** begin SOURCE MATERIAL **

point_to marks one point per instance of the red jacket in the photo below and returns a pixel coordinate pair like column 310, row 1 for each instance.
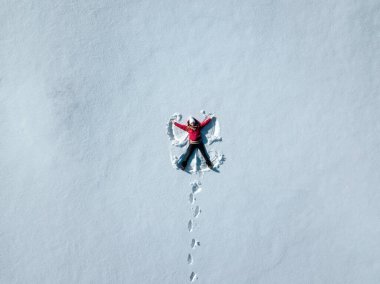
column 194, row 133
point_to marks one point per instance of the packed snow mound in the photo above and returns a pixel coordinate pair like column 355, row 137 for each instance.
column 179, row 139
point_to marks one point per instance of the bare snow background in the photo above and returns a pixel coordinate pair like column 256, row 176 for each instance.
column 87, row 191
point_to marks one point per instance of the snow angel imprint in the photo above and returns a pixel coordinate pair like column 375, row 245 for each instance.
column 194, row 128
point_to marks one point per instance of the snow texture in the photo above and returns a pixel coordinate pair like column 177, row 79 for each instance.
column 87, row 192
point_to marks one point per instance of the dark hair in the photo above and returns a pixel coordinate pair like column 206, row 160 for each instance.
column 196, row 122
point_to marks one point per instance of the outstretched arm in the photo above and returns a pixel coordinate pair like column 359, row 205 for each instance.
column 183, row 127
column 205, row 122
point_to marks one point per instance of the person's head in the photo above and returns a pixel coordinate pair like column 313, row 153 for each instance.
column 192, row 121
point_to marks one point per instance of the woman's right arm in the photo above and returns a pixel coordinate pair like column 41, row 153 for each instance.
column 183, row 127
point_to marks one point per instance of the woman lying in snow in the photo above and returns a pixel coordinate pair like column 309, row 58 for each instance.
column 194, row 127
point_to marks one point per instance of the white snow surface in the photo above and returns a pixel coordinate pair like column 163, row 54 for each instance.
column 87, row 192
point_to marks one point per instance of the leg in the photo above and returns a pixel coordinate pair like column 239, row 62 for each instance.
column 202, row 148
column 188, row 153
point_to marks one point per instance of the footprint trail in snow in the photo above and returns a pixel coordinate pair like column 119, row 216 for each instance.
column 196, row 165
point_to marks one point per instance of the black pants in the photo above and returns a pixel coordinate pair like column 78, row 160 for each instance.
column 191, row 149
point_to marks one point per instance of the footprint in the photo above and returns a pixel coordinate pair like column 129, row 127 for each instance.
column 193, row 277
column 197, row 211
column 190, row 225
column 189, row 259
column 195, row 187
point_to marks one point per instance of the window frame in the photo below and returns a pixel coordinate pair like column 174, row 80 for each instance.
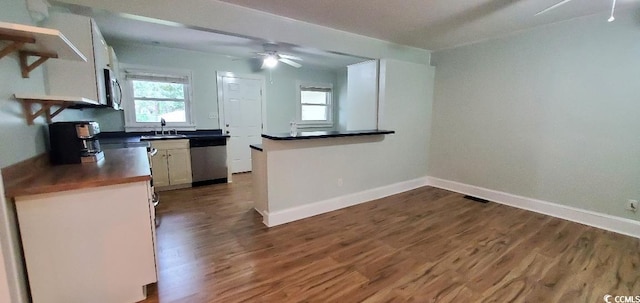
column 129, row 72
column 301, row 86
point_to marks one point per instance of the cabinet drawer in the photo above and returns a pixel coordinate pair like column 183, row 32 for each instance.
column 170, row 144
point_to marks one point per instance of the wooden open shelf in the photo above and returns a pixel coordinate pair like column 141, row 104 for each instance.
column 47, row 103
column 33, row 41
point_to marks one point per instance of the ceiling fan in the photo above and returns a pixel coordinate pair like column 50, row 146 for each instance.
column 611, row 18
column 271, row 57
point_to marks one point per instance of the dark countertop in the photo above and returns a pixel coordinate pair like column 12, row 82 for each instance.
column 119, row 166
column 129, row 137
column 123, row 144
column 327, row 134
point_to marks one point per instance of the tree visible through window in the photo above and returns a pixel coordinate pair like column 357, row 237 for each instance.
column 155, row 95
column 315, row 104
column 155, row 100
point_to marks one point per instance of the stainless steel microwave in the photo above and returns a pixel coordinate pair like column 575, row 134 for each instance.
column 113, row 89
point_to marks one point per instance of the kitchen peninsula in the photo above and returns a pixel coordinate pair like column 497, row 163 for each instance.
column 308, row 173
column 87, row 229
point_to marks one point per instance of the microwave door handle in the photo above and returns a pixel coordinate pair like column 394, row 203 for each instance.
column 119, row 100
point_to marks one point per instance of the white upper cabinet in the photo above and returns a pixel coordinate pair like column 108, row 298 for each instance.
column 82, row 79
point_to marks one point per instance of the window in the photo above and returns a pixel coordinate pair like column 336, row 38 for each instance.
column 154, row 95
column 315, row 107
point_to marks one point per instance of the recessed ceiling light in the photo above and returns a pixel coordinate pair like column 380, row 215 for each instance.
column 270, row 61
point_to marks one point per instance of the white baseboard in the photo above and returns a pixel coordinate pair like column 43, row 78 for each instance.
column 309, row 210
column 603, row 221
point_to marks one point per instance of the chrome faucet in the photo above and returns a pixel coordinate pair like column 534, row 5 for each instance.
column 163, row 123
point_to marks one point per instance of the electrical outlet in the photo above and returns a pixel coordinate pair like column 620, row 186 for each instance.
column 632, row 205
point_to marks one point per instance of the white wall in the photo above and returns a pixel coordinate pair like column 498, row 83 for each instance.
column 230, row 18
column 550, row 114
column 362, row 98
column 280, row 85
column 307, row 171
column 19, row 141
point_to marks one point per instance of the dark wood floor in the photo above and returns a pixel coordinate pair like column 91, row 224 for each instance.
column 425, row 245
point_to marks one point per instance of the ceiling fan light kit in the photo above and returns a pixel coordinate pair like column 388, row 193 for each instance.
column 271, row 56
column 611, row 18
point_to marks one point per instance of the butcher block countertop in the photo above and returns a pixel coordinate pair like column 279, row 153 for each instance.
column 123, row 165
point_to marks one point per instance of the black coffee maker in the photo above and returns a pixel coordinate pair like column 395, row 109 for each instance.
column 74, row 142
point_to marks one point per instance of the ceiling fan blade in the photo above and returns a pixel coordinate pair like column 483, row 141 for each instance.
column 290, row 57
column 552, row 7
column 292, row 63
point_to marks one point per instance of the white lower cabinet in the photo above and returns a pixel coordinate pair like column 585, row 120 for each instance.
column 172, row 164
column 89, row 245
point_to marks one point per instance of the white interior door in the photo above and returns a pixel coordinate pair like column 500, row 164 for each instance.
column 242, row 108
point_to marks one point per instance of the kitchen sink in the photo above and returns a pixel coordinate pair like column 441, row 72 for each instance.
column 162, row 137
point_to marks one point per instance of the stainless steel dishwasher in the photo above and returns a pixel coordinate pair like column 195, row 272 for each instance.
column 208, row 160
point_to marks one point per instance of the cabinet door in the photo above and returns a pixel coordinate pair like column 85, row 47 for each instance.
column 179, row 166
column 73, row 78
column 159, row 169
column 88, row 245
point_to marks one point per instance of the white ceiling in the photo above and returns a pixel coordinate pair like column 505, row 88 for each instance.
column 124, row 27
column 432, row 24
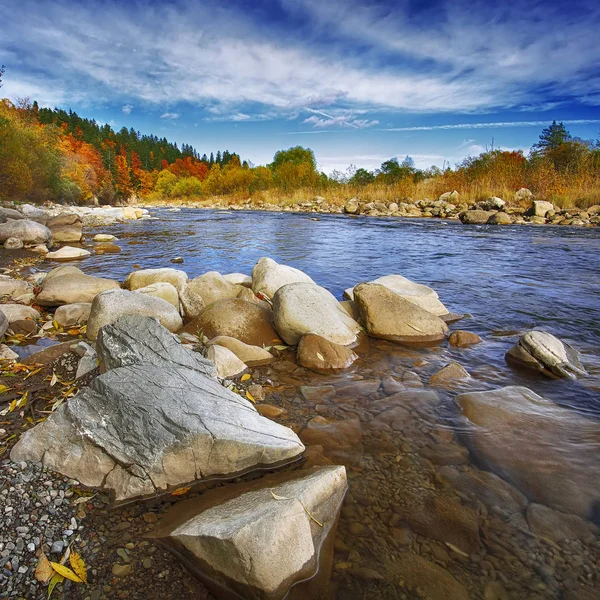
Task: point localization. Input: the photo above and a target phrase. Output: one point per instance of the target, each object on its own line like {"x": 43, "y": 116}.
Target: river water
{"x": 408, "y": 530}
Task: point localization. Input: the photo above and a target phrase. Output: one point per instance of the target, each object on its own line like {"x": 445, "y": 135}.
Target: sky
{"x": 358, "y": 81}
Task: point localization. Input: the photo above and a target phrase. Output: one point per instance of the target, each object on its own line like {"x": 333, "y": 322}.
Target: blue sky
{"x": 358, "y": 81}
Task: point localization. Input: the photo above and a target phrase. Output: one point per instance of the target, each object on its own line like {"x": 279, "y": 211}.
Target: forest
{"x": 55, "y": 155}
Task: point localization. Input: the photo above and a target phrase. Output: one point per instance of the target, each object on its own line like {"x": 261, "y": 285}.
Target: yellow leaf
{"x": 78, "y": 566}
{"x": 44, "y": 570}
{"x": 66, "y": 572}
{"x": 56, "y": 579}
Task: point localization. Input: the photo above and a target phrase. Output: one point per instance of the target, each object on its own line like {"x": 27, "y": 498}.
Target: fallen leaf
{"x": 66, "y": 572}
{"x": 44, "y": 570}
{"x": 78, "y": 566}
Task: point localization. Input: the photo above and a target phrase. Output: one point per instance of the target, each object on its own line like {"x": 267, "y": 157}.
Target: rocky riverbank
{"x": 166, "y": 388}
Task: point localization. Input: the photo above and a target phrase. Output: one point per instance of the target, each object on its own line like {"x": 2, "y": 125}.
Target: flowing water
{"x": 421, "y": 519}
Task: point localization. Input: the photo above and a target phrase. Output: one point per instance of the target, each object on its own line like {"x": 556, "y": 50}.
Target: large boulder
{"x": 417, "y": 293}
{"x": 109, "y": 306}
{"x": 145, "y": 277}
{"x": 135, "y": 339}
{"x": 29, "y": 232}
{"x": 66, "y": 228}
{"x": 547, "y": 354}
{"x": 259, "y": 539}
{"x": 268, "y": 276}
{"x": 547, "y": 451}
{"x": 388, "y": 316}
{"x": 301, "y": 308}
{"x": 69, "y": 285}
{"x": 142, "y": 429}
{"x": 322, "y": 356}
{"x": 242, "y": 320}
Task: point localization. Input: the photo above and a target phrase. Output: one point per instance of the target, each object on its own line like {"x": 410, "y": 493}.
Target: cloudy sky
{"x": 358, "y": 81}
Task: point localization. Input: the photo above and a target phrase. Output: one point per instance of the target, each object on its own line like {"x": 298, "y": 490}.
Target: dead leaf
{"x": 44, "y": 570}
{"x": 78, "y": 566}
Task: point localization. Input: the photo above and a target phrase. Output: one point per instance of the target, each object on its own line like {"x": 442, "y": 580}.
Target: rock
{"x": 69, "y": 285}
{"x": 259, "y": 543}
{"x": 244, "y": 321}
{"x": 301, "y": 308}
{"x": 109, "y": 306}
{"x": 319, "y": 354}
{"x": 449, "y": 375}
{"x": 539, "y": 208}
{"x": 146, "y": 277}
{"x": 253, "y": 356}
{"x": 545, "y": 353}
{"x": 68, "y": 253}
{"x": 13, "y": 244}
{"x": 475, "y": 217}
{"x": 140, "y": 429}
{"x": 135, "y": 339}
{"x": 226, "y": 362}
{"x": 545, "y": 450}
{"x": 389, "y": 316}
{"x": 268, "y": 276}
{"x": 463, "y": 339}
{"x": 418, "y": 294}
{"x": 557, "y": 526}
{"x": 66, "y": 228}
{"x": 29, "y": 232}
{"x": 18, "y": 312}
{"x": 500, "y": 218}
{"x": 163, "y": 290}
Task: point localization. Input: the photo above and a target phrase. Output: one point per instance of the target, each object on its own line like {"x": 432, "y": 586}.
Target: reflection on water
{"x": 422, "y": 518}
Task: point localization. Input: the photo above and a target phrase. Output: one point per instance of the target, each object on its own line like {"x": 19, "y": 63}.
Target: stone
{"x": 322, "y": 356}
{"x": 226, "y": 362}
{"x": 29, "y": 232}
{"x": 144, "y": 277}
{"x": 475, "y": 217}
{"x": 301, "y": 308}
{"x": 140, "y": 429}
{"x": 449, "y": 375}
{"x": 165, "y": 291}
{"x": 135, "y": 339}
{"x": 388, "y": 316}
{"x": 260, "y": 542}
{"x": 421, "y": 295}
{"x": 268, "y": 276}
{"x": 463, "y": 339}
{"x": 13, "y": 244}
{"x": 557, "y": 526}
{"x": 18, "y": 312}
{"x": 244, "y": 321}
{"x": 109, "y": 306}
{"x": 66, "y": 228}
{"x": 545, "y": 450}
{"x": 547, "y": 354}
{"x": 539, "y": 208}
{"x": 69, "y": 285}
{"x": 253, "y": 356}
{"x": 68, "y": 253}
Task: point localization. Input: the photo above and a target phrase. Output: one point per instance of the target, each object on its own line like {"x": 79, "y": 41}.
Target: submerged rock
{"x": 547, "y": 451}
{"x": 543, "y": 352}
{"x": 301, "y": 308}
{"x": 143, "y": 428}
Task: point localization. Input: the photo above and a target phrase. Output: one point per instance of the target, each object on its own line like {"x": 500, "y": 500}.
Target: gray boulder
{"x": 141, "y": 429}
{"x": 135, "y": 339}
{"x": 543, "y": 352}
{"x": 29, "y": 232}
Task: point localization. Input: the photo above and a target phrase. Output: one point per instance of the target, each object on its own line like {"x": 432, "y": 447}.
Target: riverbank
{"x": 420, "y": 515}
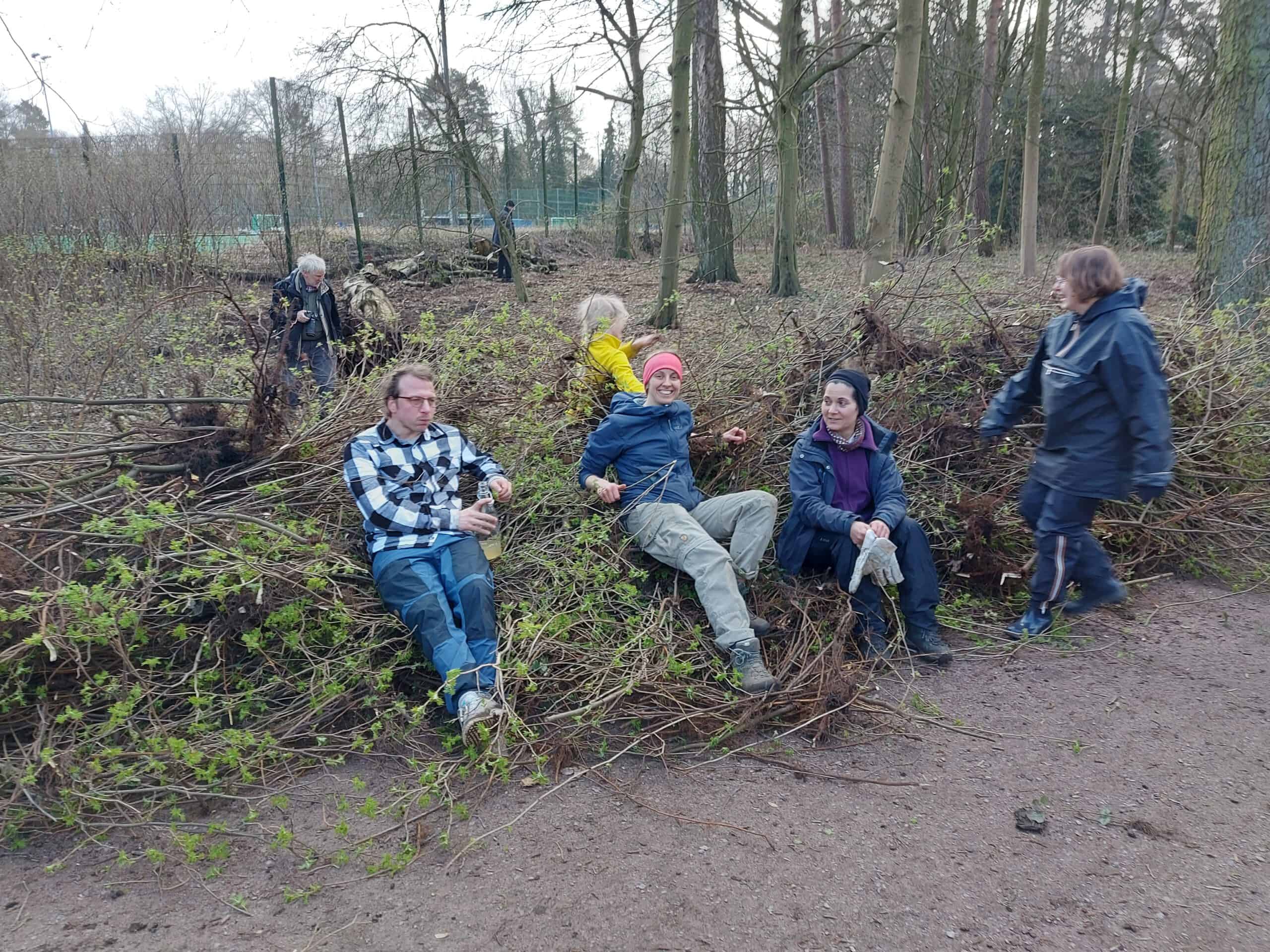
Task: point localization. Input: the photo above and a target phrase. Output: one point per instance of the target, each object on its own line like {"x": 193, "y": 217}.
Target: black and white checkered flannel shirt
{"x": 409, "y": 492}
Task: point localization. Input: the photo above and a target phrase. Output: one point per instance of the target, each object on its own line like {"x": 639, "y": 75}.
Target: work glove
{"x": 878, "y": 559}
{"x": 886, "y": 564}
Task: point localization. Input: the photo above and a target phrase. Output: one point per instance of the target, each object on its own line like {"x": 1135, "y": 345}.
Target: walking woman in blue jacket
{"x": 645, "y": 440}
{"x": 1096, "y": 375}
{"x": 845, "y": 485}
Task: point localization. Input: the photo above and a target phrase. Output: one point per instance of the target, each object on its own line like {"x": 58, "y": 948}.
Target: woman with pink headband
{"x": 645, "y": 440}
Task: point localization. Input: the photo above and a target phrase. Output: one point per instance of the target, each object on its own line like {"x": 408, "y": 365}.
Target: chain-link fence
{"x": 215, "y": 189}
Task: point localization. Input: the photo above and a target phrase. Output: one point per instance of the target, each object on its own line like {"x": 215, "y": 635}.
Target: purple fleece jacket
{"x": 850, "y": 472}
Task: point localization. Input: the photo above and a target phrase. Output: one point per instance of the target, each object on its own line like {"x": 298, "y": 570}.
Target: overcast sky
{"x": 110, "y": 55}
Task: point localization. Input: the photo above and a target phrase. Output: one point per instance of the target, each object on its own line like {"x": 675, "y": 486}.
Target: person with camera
{"x": 307, "y": 319}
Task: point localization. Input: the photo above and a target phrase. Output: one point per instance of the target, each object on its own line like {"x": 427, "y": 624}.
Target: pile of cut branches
{"x": 186, "y": 613}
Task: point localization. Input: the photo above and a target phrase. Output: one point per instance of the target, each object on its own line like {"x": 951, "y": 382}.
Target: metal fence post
{"x": 352, "y": 193}
{"x": 507, "y": 163}
{"x": 468, "y": 182}
{"x": 414, "y": 178}
{"x": 282, "y": 172}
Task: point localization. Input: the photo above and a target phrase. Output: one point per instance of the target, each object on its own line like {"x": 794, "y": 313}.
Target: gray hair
{"x": 595, "y": 309}
{"x": 312, "y": 264}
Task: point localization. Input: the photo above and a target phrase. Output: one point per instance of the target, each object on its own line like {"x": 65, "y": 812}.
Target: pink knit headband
{"x": 661, "y": 362}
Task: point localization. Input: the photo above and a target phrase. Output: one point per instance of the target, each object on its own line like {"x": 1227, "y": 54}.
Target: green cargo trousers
{"x": 689, "y": 541}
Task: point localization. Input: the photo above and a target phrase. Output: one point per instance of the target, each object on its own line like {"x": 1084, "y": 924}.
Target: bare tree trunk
{"x": 785, "y": 281}
{"x": 983, "y": 136}
{"x": 635, "y": 143}
{"x": 1175, "y": 210}
{"x": 1126, "y": 172}
{"x": 881, "y": 240}
{"x": 1122, "y": 122}
{"x": 1123, "y": 189}
{"x": 1235, "y": 214}
{"x": 713, "y": 218}
{"x": 1032, "y": 145}
{"x": 842, "y": 103}
{"x": 1055, "y": 74}
{"x": 831, "y": 223}
{"x": 1100, "y": 56}
{"x": 672, "y": 226}
{"x": 956, "y": 123}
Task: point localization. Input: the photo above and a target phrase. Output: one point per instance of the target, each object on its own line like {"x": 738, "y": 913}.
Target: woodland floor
{"x": 1150, "y": 742}
{"x": 1167, "y": 702}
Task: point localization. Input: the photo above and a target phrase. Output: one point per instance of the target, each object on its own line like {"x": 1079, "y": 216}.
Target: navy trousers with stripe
{"x": 445, "y": 595}
{"x": 1066, "y": 550}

** end SOURCE MATERIAL **

_PROBLEM_
Can you return, unchanged, every line between the one holding "point_to marks one point per instance of the ceiling fan light" and the one holding "column 89, row 245", inclusive?

_SOLUTION FOR THIS TASK_
point_to marks one point per instance of the ceiling fan light kit in the photo above and returns a pixel coordinate pair like column 388, row 193 for each instance.
column 271, row 56
column 611, row 18
point_to marks one point per instance of the butcher block countertop in the photo above and returns a pixel coordinate pair like column 279, row 153 for each instance.
column 123, row 165
point_to marks one point per instance of the black coffee maker in the photo above and returns a pixel coordinate pair like column 395, row 109 for each instance.
column 74, row 142
point_to marks one point per instance of the ceiling fan blade in the photo above and returns a pixel coordinate pair like column 483, row 141 for each instance.
column 290, row 57
column 552, row 7
column 292, row 63
point_to marks one point per instance of the white lower cabinet in the photo above and returns a pixel coordinate pair like column 585, row 120 for each instance.
column 172, row 164
column 89, row 245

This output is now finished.